• **AIM**:
Reproduce every one of the entries below line for line, changing nothing.

---------- DATASET ROWS

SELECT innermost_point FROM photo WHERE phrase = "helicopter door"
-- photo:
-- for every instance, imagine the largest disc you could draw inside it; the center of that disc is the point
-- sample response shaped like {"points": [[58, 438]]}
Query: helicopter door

--------------------

• **SOLUTION TO THIS PROBLEM**:
SELECT innermost_point FROM photo WHERE phrase = "helicopter door"
-- photo:
-- for every instance, imagine the largest disc you could draw inside it; the center of that disc is the point
-- sample response shaped like {"points": [[58, 438]]}
Query: helicopter door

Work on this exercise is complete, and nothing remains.